確認用の文章:
2018年6月29日、サッカー日本代表はロシアW杯でセネガルにフェアプレーポイントで競り勝ち、決勝トーナメントへと駒を進めた。しかし、ポーランド戦の終盤、0−1とビハインドながらフェアプレーポイントで予選突破を狙う戦いをしたことで、いまだに賛否両論の声が噴出している。

結果がすべて。一方ではギャンブルすぎる、時間稼ぎはフェアプレーらしくない──。確かに歯切れの悪い予選突破だったことは間違いない。だが、西野監督のギャンブル成功を見て、こう思った人は多いのではないだろうか。西野監督、持ってるな──と。

・最悪の状態からスタート

本大会を2カ月前にしてハリルホジッチ前監督が電撃解任されたことで、火中の栗を拾うような形で代表監督に就任した西野氏。もちろん、急造で戦えるほど甘くなく、チームも無得点の試合が続いた。大会直前の親善試合・パラグアイ戦でようやく得点が生まれるも、誰の目に見ても悪い状況で日本代表は本大会へ臨むことになった。

他国に比べて実力が劣ることもあって、大会前の予想は最下位。グループステージ3戦全敗が濃厚と見られ、国内もイマイチ盛り上がりに欠けていた。しかし、いざ本大会が開幕するとどうだろう。

・大会に入ると “持ってる” 連発

初戦のコロンビア戦で開始早々から数的有利の状況で試合を進めることができ、しかも勝利まで手にしたのだ。南米の強豪相手に勝ち点3を得ただけでも “持ってる” が、第2戦のセネガル戦でも采配が的中して引き分けてみせた。

提供データ:

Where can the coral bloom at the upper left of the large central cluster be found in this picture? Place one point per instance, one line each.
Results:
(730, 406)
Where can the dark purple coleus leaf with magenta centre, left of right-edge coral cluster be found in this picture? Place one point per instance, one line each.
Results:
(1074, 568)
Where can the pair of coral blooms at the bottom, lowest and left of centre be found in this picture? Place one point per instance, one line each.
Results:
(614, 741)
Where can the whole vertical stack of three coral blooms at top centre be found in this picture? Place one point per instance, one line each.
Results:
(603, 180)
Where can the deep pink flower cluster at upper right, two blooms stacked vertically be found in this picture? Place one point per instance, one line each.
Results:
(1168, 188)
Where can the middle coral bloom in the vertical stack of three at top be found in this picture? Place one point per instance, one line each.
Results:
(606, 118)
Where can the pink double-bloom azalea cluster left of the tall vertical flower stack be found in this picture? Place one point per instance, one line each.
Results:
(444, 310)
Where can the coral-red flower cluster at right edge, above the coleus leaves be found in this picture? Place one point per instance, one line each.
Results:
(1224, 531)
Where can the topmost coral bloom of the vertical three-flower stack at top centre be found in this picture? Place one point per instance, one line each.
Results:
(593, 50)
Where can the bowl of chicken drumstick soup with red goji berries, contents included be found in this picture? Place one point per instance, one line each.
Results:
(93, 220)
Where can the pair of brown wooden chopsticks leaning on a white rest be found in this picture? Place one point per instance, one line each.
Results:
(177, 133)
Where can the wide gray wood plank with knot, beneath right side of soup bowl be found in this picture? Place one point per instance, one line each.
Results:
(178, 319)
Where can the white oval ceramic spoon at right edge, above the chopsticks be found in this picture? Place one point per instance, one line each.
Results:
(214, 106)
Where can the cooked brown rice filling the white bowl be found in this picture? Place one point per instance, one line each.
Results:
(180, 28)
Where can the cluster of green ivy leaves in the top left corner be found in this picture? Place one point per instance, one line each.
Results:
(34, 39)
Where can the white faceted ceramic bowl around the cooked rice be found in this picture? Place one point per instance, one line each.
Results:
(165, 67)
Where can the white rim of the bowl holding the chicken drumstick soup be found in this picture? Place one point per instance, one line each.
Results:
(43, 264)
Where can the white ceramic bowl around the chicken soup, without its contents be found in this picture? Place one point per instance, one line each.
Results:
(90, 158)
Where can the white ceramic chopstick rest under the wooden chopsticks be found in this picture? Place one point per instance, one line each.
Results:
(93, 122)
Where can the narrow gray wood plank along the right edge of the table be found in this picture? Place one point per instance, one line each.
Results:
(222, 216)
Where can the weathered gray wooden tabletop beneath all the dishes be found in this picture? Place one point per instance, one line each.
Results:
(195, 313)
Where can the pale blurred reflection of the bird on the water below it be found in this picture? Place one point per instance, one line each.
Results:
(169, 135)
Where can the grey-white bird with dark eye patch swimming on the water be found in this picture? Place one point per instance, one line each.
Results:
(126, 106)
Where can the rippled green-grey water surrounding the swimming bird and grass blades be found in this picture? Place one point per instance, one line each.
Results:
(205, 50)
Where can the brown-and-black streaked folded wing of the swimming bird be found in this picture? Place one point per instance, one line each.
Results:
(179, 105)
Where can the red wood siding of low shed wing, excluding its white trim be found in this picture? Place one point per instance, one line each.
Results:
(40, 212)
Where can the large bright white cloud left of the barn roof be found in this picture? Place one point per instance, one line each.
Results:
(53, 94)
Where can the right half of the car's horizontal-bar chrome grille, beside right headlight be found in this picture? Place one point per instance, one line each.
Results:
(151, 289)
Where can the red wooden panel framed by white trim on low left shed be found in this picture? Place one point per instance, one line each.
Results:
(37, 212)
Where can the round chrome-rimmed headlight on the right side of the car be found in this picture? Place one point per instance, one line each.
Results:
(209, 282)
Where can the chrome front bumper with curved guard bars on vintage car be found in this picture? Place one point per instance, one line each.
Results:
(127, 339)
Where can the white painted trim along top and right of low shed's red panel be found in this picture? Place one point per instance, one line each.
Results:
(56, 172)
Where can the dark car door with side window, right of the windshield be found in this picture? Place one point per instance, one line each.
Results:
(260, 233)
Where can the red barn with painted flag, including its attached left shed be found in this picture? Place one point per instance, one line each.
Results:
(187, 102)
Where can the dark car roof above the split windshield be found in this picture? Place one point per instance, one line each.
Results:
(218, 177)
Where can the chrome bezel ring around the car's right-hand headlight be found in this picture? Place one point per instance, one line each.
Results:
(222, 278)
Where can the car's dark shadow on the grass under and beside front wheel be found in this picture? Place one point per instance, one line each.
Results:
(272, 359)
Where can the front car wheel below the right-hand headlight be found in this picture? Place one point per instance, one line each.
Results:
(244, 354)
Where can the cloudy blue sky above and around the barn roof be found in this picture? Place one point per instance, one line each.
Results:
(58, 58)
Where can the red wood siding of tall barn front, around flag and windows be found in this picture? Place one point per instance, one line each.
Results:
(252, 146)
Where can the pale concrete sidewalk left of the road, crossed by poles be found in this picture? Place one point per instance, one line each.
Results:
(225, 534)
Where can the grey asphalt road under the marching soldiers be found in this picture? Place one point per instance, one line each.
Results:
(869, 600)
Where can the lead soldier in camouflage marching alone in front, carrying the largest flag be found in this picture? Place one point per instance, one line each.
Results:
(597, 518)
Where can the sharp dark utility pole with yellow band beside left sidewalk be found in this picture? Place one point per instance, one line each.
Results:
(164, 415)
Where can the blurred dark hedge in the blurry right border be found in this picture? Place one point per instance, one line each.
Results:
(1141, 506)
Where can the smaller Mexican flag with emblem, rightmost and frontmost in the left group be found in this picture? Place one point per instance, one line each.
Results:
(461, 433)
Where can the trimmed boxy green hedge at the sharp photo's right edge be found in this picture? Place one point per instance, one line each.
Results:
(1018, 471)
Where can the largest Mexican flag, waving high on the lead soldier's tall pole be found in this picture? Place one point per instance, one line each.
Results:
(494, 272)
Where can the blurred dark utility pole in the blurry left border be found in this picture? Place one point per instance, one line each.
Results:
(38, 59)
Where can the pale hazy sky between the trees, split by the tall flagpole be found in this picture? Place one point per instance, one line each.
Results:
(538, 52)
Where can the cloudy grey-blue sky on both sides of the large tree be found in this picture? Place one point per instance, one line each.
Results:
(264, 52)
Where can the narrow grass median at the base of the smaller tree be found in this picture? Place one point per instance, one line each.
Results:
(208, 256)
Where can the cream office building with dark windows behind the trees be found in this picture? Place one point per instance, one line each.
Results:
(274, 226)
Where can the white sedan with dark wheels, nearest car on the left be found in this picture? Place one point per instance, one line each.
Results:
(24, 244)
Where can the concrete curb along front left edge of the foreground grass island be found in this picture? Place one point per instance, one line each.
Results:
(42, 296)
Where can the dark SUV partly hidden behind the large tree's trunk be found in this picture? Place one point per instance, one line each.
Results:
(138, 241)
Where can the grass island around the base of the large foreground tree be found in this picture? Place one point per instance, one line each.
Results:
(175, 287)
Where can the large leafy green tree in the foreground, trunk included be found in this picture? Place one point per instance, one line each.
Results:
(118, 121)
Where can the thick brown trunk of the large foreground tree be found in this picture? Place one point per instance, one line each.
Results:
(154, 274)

---

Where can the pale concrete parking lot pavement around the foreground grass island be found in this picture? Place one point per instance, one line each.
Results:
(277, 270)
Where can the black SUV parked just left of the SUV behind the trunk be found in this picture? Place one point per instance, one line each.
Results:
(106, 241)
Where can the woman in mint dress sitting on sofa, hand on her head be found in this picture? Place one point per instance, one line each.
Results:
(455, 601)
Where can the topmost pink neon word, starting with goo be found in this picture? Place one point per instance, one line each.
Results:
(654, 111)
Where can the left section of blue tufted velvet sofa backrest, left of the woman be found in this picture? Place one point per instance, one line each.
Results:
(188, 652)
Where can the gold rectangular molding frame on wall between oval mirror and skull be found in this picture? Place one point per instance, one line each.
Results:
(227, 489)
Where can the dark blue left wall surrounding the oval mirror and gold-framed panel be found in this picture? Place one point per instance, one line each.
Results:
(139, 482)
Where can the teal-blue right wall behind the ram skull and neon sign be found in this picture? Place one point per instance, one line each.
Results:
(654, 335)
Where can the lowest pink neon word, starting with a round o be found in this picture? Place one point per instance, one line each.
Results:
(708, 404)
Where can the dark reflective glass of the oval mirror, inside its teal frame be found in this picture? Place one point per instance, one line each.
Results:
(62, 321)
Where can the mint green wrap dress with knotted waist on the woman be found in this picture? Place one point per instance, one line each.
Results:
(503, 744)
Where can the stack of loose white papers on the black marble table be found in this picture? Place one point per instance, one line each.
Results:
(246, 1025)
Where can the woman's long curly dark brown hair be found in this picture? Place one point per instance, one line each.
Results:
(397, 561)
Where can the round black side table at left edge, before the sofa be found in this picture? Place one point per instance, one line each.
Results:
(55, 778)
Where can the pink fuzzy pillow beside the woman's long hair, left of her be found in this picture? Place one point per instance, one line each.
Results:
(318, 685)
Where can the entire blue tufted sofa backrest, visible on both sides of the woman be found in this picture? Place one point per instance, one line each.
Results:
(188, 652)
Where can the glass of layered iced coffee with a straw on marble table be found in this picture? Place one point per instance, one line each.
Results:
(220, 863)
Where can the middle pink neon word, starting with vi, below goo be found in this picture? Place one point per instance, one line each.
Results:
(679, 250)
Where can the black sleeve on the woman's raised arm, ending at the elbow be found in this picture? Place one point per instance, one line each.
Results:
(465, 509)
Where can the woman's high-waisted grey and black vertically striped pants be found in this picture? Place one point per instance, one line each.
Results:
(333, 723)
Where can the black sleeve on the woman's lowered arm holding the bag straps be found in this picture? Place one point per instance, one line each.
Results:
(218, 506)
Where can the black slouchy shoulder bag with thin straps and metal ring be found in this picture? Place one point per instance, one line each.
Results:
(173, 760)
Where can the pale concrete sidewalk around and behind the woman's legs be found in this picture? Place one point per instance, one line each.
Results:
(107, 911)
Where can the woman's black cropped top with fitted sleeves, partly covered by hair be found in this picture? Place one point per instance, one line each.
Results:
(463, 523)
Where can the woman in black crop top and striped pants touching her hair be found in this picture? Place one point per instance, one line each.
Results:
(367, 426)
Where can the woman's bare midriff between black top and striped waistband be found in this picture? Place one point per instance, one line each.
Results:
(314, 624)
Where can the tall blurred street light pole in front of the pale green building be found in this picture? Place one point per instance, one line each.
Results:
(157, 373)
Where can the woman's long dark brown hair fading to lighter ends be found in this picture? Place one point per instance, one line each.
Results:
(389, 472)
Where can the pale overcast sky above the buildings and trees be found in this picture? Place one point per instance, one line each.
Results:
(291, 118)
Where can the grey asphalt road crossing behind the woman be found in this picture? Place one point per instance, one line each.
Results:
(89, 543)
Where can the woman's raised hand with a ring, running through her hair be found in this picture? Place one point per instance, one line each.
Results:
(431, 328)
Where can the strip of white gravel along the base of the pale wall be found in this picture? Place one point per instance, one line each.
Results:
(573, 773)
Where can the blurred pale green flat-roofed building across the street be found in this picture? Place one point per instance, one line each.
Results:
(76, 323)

==

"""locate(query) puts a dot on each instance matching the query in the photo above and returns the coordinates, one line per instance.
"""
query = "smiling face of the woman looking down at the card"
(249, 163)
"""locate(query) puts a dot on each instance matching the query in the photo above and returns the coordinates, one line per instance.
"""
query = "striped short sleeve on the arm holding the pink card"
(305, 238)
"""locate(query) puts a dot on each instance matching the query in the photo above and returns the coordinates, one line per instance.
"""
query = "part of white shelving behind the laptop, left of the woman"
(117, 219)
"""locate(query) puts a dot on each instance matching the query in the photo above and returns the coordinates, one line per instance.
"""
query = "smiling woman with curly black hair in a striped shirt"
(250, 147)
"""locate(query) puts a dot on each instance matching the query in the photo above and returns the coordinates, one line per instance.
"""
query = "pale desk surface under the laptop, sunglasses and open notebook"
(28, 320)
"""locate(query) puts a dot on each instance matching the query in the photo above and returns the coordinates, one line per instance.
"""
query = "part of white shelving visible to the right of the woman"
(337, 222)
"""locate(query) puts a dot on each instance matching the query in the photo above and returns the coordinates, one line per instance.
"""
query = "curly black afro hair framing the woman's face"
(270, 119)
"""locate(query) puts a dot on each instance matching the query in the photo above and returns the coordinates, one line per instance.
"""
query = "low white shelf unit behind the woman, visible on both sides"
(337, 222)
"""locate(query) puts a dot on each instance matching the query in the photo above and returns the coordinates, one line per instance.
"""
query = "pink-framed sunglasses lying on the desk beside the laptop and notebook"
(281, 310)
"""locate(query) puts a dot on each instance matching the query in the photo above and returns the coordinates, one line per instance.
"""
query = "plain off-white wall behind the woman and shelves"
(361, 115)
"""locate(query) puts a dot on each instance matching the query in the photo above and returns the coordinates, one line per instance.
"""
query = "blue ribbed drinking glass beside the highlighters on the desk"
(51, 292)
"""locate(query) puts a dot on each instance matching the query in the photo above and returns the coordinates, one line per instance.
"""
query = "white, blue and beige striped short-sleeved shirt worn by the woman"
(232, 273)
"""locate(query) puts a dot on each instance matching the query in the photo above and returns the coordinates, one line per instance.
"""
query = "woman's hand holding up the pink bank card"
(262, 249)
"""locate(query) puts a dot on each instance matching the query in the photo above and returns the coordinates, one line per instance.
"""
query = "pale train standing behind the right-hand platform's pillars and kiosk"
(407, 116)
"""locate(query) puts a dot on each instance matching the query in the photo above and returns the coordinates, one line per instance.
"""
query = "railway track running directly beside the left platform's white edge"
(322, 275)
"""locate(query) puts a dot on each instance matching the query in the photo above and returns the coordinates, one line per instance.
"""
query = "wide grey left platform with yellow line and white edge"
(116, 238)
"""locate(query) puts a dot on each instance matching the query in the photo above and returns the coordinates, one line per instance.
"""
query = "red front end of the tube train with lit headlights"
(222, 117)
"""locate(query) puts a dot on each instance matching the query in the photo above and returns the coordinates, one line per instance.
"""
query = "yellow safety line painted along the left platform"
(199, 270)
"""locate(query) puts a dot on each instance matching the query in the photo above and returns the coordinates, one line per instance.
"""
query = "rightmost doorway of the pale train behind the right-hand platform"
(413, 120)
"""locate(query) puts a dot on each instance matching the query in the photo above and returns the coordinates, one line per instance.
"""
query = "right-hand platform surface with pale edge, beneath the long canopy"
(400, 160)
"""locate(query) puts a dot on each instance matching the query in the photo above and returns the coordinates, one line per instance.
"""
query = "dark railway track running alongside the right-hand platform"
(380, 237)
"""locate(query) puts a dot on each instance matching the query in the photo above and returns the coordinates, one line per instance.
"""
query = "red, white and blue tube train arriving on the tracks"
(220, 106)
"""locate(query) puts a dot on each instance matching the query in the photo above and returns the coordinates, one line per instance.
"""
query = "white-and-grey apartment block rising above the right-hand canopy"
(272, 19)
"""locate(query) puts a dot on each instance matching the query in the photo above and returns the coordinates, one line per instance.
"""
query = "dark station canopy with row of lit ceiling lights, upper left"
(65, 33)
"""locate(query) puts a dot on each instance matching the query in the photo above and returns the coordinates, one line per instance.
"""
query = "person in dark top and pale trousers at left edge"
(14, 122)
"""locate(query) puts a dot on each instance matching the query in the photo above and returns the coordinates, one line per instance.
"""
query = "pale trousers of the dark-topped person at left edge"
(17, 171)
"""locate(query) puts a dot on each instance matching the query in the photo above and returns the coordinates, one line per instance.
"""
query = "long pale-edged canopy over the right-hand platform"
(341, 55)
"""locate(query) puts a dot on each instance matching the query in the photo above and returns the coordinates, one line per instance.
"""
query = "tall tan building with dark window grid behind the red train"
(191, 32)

問題の詳細: サッカー日本代表と西野監督についての文章から、「2018年6月29日、サッカ」という語句を含むところで始まり「は本大会へ臨むことになった。」で終わる部分を、一字一句変えずに抜き出してください。

完成した解答:
2018年6月29日、サッカー日本代表はロシアW杯でセネガルにフェアプレーポイントで競り勝ち、決勝トーナメントへと駒を進めた。しかし、ポーランド戦の終盤、0−1とビハインドながらフェアプレーポイントで予選突破を狙う戦いをしたことで、いまだに賛否両論の声が噴出している。

結果がすべて。一方ではギャンブルすぎる、時間稼ぎはフェアプレーらしくない──。確かに歯切れの悪い予選突破だったことは間違いない。だが、西野監督のギャンブル成功を見て、こう思った人は多いのではないだろうか。西野監督、持ってるな──と。

・最悪の状態からスタート

本大会を2カ月前にしてハリルホジッチ前監督が電撃解任されたことで、火中の栗を拾うような形で代表監督に就任した西野氏。もちろん、急造で戦えるほど甘くなく、チームも無得点の試合が続いた。大会直前の親善試合・パラグアイ戦でようやく得点が生まれるも、誰の目に見ても悪い状況で日本代表は本大会へ臨むことになった。